Hoe verhoudt deze zaak zich tot de beantwoording op 23 mei 2007 van de vragen van de leden Atsma, Van Dam en Slob en Van Dijk,2 waarbij toenmalig minister Plasterk aangaf dat de wet bepaalt dat als van de klanten van een (monopolistische) kabelmaatschappij voor meer dan 50% overgaan op digitale ontvangst, deze kabelaar alle publieke omroepen (nationaal, regionaal en lokaal) digitaal moet doorgeven?

Vraag 3

Is het u bekend dat bij Ziggo die 50%-norm reeds vorig jaar gehaald is en Ziggo ook volgens uw voorganger dus verplicht is om ook de lokale publieke omroep door te geven?

Vraag 4

Onderschrijft u de stelling dat de praktijk heeft aangetoond dat toegang tot het aanbod van de publieke lokale omroep via dominante infrastructuren (met name digitale kabelpaketten) sinds 2007 nog altijd niet afdoende geregeld? Wat is daarvan de oorzaak?

Vraag 5

Hoe beoordeelt u de toegangsprijs die UPC en Ziggo, monopolisten op de kabel, vragen aan de publieke omroepen?

Datasetrecords over de locatie van objecten:
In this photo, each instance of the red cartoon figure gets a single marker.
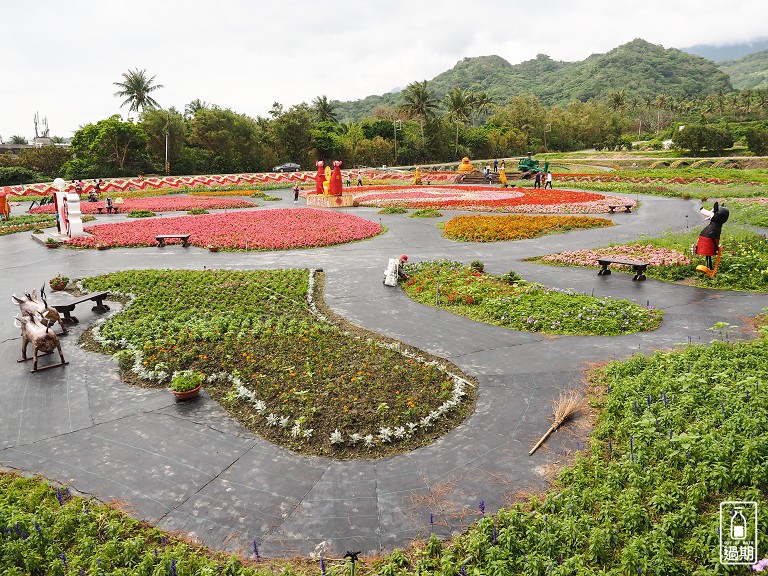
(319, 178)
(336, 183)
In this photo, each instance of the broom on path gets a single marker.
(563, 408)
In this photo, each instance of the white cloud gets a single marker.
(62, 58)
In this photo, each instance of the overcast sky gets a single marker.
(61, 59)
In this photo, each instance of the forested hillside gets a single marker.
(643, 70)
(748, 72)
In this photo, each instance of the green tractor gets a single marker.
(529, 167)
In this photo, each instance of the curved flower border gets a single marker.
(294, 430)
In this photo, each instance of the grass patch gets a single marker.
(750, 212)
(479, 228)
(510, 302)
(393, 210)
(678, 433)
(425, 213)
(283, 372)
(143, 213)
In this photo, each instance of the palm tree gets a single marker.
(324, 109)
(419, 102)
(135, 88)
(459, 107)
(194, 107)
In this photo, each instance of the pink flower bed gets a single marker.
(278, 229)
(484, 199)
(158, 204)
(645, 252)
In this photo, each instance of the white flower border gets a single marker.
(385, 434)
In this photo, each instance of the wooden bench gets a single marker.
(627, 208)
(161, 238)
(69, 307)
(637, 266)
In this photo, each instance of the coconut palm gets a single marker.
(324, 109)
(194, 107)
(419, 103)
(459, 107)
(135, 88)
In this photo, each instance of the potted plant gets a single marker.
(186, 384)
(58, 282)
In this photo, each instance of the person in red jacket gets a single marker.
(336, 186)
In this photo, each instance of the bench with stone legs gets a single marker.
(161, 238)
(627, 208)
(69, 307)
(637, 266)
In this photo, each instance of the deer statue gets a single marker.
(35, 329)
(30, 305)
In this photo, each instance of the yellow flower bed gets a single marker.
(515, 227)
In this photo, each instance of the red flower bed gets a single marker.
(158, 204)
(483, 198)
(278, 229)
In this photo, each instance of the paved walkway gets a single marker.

Schriftelijke opdrachten:
A. Neem uit het tekstfragment over de kabelmaatschappijen het stuk van "Is het u bekend" tot en met "de publieke omroepen?" opnieuw over, en zet daarbij "Delta" in de plaats van "Ziggo".
B. Beantwoord aan de hand van het tekstfragment over de kabelmaatschappijen:
(i) Op welke datum werden de vragen van de leden Atsma, Van Dam en Slob en Van Dijk beantwoord?
(ii) Welk deel van de klanten moet volgens de wet overgaan op digitale ontvangst voordat een kabelaar alle publieke omroepen digitaal moet doorgeven?
(iii) Welke twee bedrijven worden in Vraag 5 monopolisten op de kabel genoemd?

Verwachte antwoorden:
A.
Is het u bekend dat bij Delta die 50%-norm reeds vorig jaar gehaald is en Delta ook volgens uw voorganger dus verplicht is om ook de lokale publieke omroep door te geven?

Vraag 4

Onderschrijft u de stelling dat de praktijk heeft aangetoond dat toegang tot het aanbod van de publieke lokale omroep via dominante infrastructuren (met name digitale kabelpaketten) sinds 2007 nog altijd niet afdoende geregeld? Wat is daarvan de oorzaak?

Vraag 5

Hoe beoordeelt u de toegangsprijs die UPC en Delta, monopolisten op de kabel, vragen aan de publieke omroepen?

B.
(i) Op 23 mei 2007.
(ii) Meer dan 50%.
(iii) UPC en Ziggo.